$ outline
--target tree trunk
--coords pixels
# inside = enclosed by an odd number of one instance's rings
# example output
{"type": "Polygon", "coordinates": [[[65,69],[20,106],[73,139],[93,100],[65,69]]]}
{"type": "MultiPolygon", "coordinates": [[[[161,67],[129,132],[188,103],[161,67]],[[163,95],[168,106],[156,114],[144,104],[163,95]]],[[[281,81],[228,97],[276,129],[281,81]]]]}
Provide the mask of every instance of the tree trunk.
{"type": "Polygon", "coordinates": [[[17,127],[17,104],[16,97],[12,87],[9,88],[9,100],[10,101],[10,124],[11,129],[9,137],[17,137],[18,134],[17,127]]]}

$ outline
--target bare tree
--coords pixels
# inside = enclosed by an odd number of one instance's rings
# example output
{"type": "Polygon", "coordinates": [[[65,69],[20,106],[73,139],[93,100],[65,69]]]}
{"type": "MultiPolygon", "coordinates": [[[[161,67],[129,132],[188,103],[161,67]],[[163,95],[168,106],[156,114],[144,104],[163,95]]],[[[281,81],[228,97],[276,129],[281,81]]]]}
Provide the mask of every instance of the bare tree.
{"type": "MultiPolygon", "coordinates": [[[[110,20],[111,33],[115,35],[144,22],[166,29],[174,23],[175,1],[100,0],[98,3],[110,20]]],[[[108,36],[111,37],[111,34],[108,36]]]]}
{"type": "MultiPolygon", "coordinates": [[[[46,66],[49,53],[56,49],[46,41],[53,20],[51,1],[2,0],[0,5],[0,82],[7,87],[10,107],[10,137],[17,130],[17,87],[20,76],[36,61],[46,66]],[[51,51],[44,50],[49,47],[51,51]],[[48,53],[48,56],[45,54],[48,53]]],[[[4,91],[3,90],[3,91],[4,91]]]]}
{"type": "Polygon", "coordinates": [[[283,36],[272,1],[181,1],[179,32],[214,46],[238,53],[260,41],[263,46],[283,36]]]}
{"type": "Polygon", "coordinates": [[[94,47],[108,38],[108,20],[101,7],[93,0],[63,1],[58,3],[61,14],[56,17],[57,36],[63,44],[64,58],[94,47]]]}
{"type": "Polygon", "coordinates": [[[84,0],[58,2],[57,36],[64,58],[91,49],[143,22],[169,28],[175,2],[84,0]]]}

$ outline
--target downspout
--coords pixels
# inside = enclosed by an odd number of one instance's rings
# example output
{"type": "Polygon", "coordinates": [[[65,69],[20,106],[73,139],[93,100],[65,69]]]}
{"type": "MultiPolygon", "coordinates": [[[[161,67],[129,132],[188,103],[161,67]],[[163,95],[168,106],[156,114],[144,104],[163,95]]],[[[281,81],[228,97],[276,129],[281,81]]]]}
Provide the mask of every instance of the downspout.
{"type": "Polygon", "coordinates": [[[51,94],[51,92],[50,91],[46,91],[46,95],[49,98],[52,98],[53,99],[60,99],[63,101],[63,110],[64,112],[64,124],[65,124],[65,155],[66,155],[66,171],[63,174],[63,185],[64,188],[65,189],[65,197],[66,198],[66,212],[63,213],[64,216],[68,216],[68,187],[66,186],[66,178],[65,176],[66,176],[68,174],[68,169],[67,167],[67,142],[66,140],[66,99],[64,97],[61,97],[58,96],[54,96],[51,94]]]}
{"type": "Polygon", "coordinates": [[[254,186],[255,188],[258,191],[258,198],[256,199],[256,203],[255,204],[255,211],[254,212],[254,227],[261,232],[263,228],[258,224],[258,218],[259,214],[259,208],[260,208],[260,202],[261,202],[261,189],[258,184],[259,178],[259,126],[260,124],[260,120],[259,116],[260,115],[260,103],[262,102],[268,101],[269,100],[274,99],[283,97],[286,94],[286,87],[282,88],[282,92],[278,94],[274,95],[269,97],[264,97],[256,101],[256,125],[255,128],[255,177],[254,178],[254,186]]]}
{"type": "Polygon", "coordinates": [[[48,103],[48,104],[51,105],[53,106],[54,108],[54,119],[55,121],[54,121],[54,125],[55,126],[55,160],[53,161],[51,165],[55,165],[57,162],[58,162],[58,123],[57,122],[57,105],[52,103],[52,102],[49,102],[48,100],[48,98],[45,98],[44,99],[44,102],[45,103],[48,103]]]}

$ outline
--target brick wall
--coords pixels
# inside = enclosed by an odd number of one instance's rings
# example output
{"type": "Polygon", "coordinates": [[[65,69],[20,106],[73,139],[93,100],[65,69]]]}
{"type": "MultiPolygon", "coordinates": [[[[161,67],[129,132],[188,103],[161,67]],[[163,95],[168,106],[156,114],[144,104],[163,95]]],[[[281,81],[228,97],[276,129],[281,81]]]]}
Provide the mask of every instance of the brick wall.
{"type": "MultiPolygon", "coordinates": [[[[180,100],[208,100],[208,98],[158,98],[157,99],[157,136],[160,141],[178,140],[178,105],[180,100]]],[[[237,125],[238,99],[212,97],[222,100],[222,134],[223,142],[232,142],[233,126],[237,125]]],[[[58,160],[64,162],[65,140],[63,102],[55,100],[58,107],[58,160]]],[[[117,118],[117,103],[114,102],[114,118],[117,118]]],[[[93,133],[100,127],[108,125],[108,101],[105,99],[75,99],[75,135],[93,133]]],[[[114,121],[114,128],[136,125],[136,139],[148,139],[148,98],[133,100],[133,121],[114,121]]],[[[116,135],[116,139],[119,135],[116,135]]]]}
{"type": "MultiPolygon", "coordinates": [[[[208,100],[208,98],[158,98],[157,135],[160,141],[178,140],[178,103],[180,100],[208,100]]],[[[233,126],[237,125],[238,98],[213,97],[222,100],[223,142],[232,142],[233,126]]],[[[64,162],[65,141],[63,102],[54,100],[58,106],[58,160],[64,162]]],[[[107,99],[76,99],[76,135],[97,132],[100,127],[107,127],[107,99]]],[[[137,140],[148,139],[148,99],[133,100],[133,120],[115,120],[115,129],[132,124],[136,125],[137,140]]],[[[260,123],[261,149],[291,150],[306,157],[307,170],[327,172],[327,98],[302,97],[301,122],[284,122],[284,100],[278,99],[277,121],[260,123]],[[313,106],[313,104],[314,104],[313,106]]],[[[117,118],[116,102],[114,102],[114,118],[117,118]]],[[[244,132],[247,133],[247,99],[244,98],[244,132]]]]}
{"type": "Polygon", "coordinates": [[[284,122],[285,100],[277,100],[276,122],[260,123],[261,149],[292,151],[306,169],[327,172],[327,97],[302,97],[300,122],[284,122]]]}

━━━━━━━━━━━━━━━━

* THE TASK *
Convert the lines of the records into a numbered list, starting at the first line and ending at the line that contains "Provide the mask of every instance of the tree", both included. Leave out blank lines.

* RESPONSE BELOW *
1. $ outline
2. --target tree trunk
3. --coords pixels
4. # inside = enclosed by an odd number of one instance's rings
5. # example output
6. {"type": "Polygon", "coordinates": [[[65,69],[20,106],[73,139],[93,100],[65,69]]]}
7. {"type": "MultiPolygon", "coordinates": [[[[161,67],[129,132],[188,103],[161,67]],[[163,95],[168,106],[156,114],[144,104],[163,95]]],[[[281,81],[228,97],[276,129],[281,81]]]]}
8. Provide the mask of every instance of the tree trunk.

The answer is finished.